Bounding box data excerpts

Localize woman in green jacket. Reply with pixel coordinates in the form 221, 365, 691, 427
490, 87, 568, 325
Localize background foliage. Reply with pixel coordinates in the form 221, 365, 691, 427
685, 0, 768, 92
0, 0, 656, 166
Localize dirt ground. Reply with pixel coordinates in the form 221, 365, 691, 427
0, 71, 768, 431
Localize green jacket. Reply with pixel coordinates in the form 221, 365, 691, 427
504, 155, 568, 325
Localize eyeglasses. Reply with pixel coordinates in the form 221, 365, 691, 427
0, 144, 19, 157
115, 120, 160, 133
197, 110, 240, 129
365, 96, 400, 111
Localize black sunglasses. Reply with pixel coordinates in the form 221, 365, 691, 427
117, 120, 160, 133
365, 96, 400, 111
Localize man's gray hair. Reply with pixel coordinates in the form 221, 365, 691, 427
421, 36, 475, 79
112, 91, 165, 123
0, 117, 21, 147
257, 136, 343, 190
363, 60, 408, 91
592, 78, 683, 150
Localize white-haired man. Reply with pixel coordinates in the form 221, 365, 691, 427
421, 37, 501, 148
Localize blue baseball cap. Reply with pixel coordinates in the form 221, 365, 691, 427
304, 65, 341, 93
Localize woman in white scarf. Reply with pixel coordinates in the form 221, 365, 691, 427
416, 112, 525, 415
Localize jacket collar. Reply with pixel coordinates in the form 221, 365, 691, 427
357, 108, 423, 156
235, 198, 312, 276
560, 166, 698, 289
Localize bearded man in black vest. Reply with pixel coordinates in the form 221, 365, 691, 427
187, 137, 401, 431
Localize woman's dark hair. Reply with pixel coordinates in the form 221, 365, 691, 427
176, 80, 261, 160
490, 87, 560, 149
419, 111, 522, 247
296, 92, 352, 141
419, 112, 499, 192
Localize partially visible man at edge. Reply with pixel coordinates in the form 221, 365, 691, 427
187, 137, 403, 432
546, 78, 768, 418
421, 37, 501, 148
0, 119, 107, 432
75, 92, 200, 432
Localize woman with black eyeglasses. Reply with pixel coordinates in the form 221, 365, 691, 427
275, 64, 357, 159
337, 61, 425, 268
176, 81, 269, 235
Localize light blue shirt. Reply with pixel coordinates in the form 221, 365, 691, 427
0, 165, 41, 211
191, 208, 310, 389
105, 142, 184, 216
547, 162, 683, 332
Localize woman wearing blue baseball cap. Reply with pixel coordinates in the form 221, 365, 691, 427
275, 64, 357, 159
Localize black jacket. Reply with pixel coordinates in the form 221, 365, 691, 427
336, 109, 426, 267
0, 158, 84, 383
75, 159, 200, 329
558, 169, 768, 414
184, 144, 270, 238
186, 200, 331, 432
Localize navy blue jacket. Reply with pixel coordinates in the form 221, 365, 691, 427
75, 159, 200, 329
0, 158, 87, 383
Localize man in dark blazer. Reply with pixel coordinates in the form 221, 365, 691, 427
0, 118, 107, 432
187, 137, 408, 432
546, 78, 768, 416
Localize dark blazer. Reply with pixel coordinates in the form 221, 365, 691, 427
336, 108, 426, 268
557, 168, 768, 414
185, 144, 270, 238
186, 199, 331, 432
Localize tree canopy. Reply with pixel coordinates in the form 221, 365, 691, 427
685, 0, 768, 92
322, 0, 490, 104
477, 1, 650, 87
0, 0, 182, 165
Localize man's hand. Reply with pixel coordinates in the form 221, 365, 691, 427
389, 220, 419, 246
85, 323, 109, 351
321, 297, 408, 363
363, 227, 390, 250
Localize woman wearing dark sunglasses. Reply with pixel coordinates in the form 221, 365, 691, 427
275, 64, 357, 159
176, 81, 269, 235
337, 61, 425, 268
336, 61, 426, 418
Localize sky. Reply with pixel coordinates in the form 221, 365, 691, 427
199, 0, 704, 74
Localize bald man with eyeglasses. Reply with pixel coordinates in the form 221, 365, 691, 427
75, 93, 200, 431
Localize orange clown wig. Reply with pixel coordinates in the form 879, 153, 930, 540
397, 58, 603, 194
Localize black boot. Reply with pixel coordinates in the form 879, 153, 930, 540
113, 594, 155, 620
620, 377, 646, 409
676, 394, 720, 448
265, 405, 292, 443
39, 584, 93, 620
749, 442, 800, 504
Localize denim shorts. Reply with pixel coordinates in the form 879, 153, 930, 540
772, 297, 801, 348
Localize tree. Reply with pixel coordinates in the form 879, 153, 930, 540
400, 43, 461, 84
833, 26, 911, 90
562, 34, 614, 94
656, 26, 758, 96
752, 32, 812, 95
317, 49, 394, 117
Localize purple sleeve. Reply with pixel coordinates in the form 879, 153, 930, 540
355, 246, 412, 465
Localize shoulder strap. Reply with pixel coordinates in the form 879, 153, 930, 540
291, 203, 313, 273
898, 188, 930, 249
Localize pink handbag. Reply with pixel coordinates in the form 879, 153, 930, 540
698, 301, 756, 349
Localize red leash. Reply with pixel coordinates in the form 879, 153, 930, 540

WHAT YOU NEED TO DO: Copy each of these items word for word.

SOLUTION TO THIS PROBLEM:
Localize woman in green jacket. Reply with pixel coordinates in the form 221, 365, 691, 427
490, 87, 568, 325
Localize background foliage. Reply with pixel coordinates in the form 221, 365, 691, 427
685, 0, 768, 92
0, 0, 656, 166
Localize dirt ground. Reply with pixel coordinates in the form 221, 365, 691, 427
0, 71, 768, 431
Localize green jacket. Reply with pixel coordinates in the form 221, 365, 691, 427
504, 155, 568, 325
Localize eyeglasses. Reply with pixel coordinates in the form 221, 365, 691, 427
0, 144, 19, 157
115, 120, 160, 133
197, 110, 240, 129
365, 96, 400, 111
Localize black sunglasses. Reply with pixel coordinates in the form 221, 365, 691, 427
117, 120, 160, 133
365, 96, 400, 111
Localize man's gray hair. Reply with pixel coordinates in the form 221, 365, 691, 427
421, 36, 475, 79
112, 91, 165, 123
0, 117, 21, 147
257, 136, 343, 190
363, 60, 408, 91
592, 78, 683, 150
Localize white-haired man. Reply with pixel coordinates in the form 221, 365, 691, 427
421, 37, 501, 148
Localize blue baseball cap. Reply with pixel coordinates in the form 221, 365, 691, 427
304, 65, 341, 93
Localize woman in white scarf. Reply with pixel coordinates in the form 221, 365, 691, 427
416, 112, 525, 415
Localize jacket collar. Reply with pixel coordinates in the form 221, 365, 691, 427
357, 108, 423, 156
235, 198, 312, 276
560, 166, 698, 289
Localize bearded man in black vest. Reply with pixel coordinates in the form 221, 365, 691, 427
187, 137, 401, 431
Localize woman's dark hair. Reply with pixel coordinates in the form 221, 365, 691, 427
176, 80, 261, 160
490, 87, 560, 149
419, 111, 522, 247
296, 92, 352, 141
419, 112, 499, 192
Localize partially visible man at edge. Reply with pixel coordinates in the form 221, 365, 691, 427
187, 137, 403, 432
546, 78, 768, 418
421, 37, 501, 148
0, 119, 107, 432
75, 92, 200, 432
Localize woman with black eyeglasses. Reply with pixel coordinates in the form 221, 365, 691, 427
275, 64, 357, 159
337, 61, 425, 268
176, 81, 269, 235
Localize light blue shirt. Reply with pixel coordinates in the form 221, 365, 691, 427
0, 165, 41, 211
191, 208, 310, 389
105, 142, 184, 216
547, 162, 683, 332
Localize woman wearing blue baseball cap. Reply with pixel coordinates in the form 221, 365, 691, 427
275, 64, 357, 159
Localize black jacket. Reply with pixel coordinates in the form 221, 365, 691, 427
336, 109, 426, 267
0, 158, 84, 383
75, 159, 200, 329
558, 169, 768, 414
184, 144, 270, 238
186, 200, 331, 432
Localize navy blue jacket. Reply with pixel coordinates in the form 221, 365, 691, 427
75, 159, 200, 329
0, 158, 87, 383
Localize man in dark blazer. Reply with pixel coordinates in the form 221, 365, 691, 427
0, 118, 107, 432
187, 137, 408, 432
546, 78, 768, 416
Localize dark blazer. Reply with pixel coordinates in the form 221, 365, 691, 427
336, 108, 426, 268
557, 168, 768, 414
185, 144, 270, 238
186, 199, 331, 432
Localize tree canopy. Reply with pixel coordinates in the form 221, 365, 691, 427
685, 0, 768, 92
322, 0, 490, 104
477, 1, 650, 87
0, 0, 182, 165
Localize man's hand. Reply with pixel coordinates in the form 221, 365, 691, 427
389, 220, 419, 246
85, 323, 109, 351
321, 297, 408, 363
363, 227, 390, 250
Localize woman wearing dark sunglasses. Reply with pixel coordinates in the form 221, 365, 691, 427
275, 64, 357, 159
176, 81, 269, 235
337, 61, 425, 268
336, 61, 426, 418
Localize sky. Reply with pixel coordinates in the form 221, 365, 691, 427
199, 0, 704, 74
Localize bald man with eyeglasses. Reply with pixel coordinates in the form 221, 365, 691, 427
75, 93, 200, 431
Localize orange clown wig. Reply with pixel coordinates in the form 879, 153, 930, 540
397, 58, 603, 194
Localize black boot. Reply with pixel coordinates in the form 879, 153, 930, 540
113, 594, 155, 620
620, 377, 646, 409
676, 394, 720, 448
265, 405, 292, 443
39, 584, 93, 620
749, 442, 800, 504
Localize denim shorts. Reply with pixel coordinates in the form 879, 153, 930, 540
772, 297, 801, 348
Localize tree. Reply with pixel coordinates in the form 879, 153, 930, 540
400, 43, 461, 84
833, 26, 911, 90
562, 34, 614, 94
656, 26, 758, 96
752, 32, 812, 95
317, 49, 394, 117
Localize purple sleeve. Reply with pixel coordinates in the form 879, 153, 930, 540
355, 246, 412, 465
Localize shoulder strap. Reply with pixel coordinates in the form 879, 153, 930, 540
291, 203, 313, 273
898, 188, 930, 249
Localize pink handbag. Reply with pixel coordinates in the form 879, 153, 930, 540
698, 301, 756, 349
Localize red leash. Reply with pixel coordinates in the form 879, 153, 930, 540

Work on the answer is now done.